**Passage shown:**
* * * * * * * * *

Margaret “Marge” Tartaglione, 86, a political power in Philadelphia for four decades and onetime chairwoman of the Board of City Commissioners, died Tuesday morning.

As longtime Democratic chairwoman of the 62nd Ward in Northeast Philadelphia and head of the city agency that oversees elections, Mrs. Tartaglione held considerable sway. In a town known for political eccentricities, a visit to the ward meetings she held in the basement of her Oxford Circle home was a singular and sometimes nerve-racking experience.

Former U.S. Rep. Bob Brady, chairman of the Democratic City Committee, called Mrs. Tartaglione an “old-school politician.” Although out of office for nearly a decade, she was still a ward leader at the time of her death.

“She was a warrior,” Brady said. “She spoke her mind. She fought for all her constituents, all her committee people.… She was a major fighter.”

A raspy-voiced woman with a lacerating wit, Mrs. Tartaglione was a canny operator in one of the nation’s last urban Democratic machines, dominated by men when she came to power.

Mrs. Tartaglione was also the matriarch of a political family that includes daughters State Sen. Christine “Tina” Tartaglione and Renee Tartaglione Matos, who served as chief of staff of her mother’s city commissioners office until she was forced out following a city Ethics Board investigation, and ultimately was imprisoned on federal fraud and theft convictions.

When he last saw her, on primary election day May 21, Mrs. Tartaglione appeared to have lost some weight, Brady said. She more recently had been moved to hospice care, he said.

“She had a lot of health issues,” the Democratic leader said. “She always fought back. This one, I guess she couldn’t fight back.”

Sen. Tartaglione on Tuesday issued a statement calling her mother “a very strong yet compassionate woman.”

“At a time when women were rarely afforded a seat at the table, she not only earned a seat, she became an enduring leader and icon who will always be revered and remembered fondly,” the statement said.

Frank DiCicco, a former city councilman, recalled Mrs. Tartaglione’s making candidates sing in front of her ward committee members before considering them for an endorsement. DiCicco said he sang “I Had a Dream,” a song he grew up harmonizing with friends on South Philadelphia street corners.

He also recalled Jim Kenney, then a candidate for Council and now mayor, trying but failing to get out of the task. “He sung some Irish song,” DiCicco said. “But he wasn’t happy about it.”

It was worth it, DiCicco said, because Mrs. Tartaglione was always true to her word. “If she told you she was with you, she was always there,” he said.

Mrs. Tartaglione was defeated in a tough reelection campaign for city commissioner in 2011. Disgusted as her political career went south, she told reporters at a public meeting during the race that she was done talking to them.

“Put down anything you want, I don’t care,” she said. “I service people. I do my job.”

She won her first citywide election as commissioner in 1975 on Mayor Frank L. Rizzo’s ticket, as he was seeking to consolidate control of the Democratic Party in Philadelphia.

Mrs. Tartaglione was not one for diplomatic language. She famously once dressed down a fellow commissioner, Eugene E.J. Maier, when he finished speaking in a 1976 meeting by replying, “Are you finished? Then wipe yourself.”

* * * * * * * * *

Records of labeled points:
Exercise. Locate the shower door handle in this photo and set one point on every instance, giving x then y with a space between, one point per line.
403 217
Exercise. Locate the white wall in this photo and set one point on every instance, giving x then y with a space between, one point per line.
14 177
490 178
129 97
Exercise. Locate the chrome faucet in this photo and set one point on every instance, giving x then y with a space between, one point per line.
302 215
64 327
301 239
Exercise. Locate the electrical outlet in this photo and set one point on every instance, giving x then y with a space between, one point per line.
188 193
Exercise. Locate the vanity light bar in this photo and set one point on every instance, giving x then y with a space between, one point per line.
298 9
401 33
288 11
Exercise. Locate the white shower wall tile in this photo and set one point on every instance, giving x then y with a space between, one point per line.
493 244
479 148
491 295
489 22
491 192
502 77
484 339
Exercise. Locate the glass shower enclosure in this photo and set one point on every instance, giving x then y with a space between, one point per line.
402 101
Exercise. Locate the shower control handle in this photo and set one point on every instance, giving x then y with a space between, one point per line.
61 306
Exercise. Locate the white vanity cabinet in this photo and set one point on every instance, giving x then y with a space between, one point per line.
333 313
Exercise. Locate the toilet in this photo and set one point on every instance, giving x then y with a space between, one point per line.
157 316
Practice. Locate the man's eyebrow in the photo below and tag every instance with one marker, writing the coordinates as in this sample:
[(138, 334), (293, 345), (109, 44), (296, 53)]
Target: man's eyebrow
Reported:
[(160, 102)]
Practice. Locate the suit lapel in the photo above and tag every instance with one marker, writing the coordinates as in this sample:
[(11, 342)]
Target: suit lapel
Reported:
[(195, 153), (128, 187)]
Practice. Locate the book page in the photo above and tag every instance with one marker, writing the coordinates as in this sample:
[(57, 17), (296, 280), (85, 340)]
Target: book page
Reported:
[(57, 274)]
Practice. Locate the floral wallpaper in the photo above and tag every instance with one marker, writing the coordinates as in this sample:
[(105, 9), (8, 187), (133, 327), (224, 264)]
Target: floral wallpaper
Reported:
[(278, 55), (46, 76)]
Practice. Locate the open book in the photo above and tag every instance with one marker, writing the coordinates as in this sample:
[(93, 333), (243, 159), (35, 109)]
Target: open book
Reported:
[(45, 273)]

* * * * * * * * *

**What this exercise asks:**
#1 In the obituary of Margaret Tartaglione, in what year did she win her first citywide election as commissioner?
#2 Continue the obituary of Margaret Tartaglione from the point where it stops.

**Results for the exercise:**
#1 She won it in 1975, on Mayor Frank L. Rizzo's ticket.

#2
In 2010, Mrs. Tartaglione threatened a Philadelphia Weekly reporter who asked about daughter Renee’s ethics case. “Now, if you say that, I can jump over this table and punch you out,” the then-77-year-old said.

Lisa Deeley, the current chairwoman of the city commissioners, called Mrs. Tartaglione a “larger-than-life individual who left her mark” on the city while opening doors for women in local politics.

“The chairwoman made members of the old boys’ club stand up and take notice, and if they crossed her, she would let them know, persistently,” Deeley said.

Tim Dowling, now the chief deputy commissioner, said Mrs. Tartaglione gave him his start with the agency in 1987 and served as a mentor to him and many other employees, showing a “huge heart” along with her well-known brash side.

“She was a tough, straightforward woman who pulled no punches and always demanded the best of people,” Dowling said.

City Councilman Mark Squilla, whose district included part of Mrs. Tartaglione’s ward when he first ran for office in 2011, said he vividly remembers attending one of her ward meetings.

“It was in the basement there, full of smoke, a bunch of her committee people there,” he said. “It was like a bar there. It was pretty tight. You had, like, a couch, a TV, and behind that was a little bar area, sitting area, and it was pretty dark.”

Mrs. Tartaglione was drinking beer, he said. She and the committee people mostly asked about city services, not bigger political issues.

“Their main concerns were quality-of-life-type issues, and if their committee people would call, would you be able to jump on it, whether it was a pothole or a streetlight,” Squilla said. “It didn’t seem like they were that concerned with specific policy.”

State Rep. Mike Driscoll (D., Phila.) said he once took a risk at one of Mrs. Tartaglione’s ward meetings by bringing his friend Bill Green, who at the time was running for City Council.

Mrs. Tartaglione, an acolyte of Rizzo’s, was not a fan of the candidate’s father, former Mayor William J. Green III, who had campaigned on reforming the city following the Rizzo administration. The younger Green got a frosty reception.

“She said, ‘Don’t think you’re royalty in our house,’” Driscoll recalled. “I think it helped him realize that if you’re going to be a candidate, you’re fair game.”

And in the end, Mrs. Tartaglione warmed to Green. “She actually wound up dancing with him in the basement of Finnegan’s Wake,” he said, “at one of her fund-raisers.”

Driscoll first met the future city commissioner when he was attending grade school with daughter Christine.

“I knew her as ‘Mrs. Tartaglione’ first,” Driscoll said. “We knew her as a tough mother and obviously as a tough politician.”

In addition to her daughters, Mrs. Tartaglione is survived by a son, Eugene Jr.; daughter Mary Ann Rossi, nine grandchildren; and three great-grandchildren. Daughter Margaret Rivelli died in 2006. Mrs. Tartaglione’s husband, Eugene, died at age 82 in 2008. They had been married for 58 years.

Plans for services were incomplete.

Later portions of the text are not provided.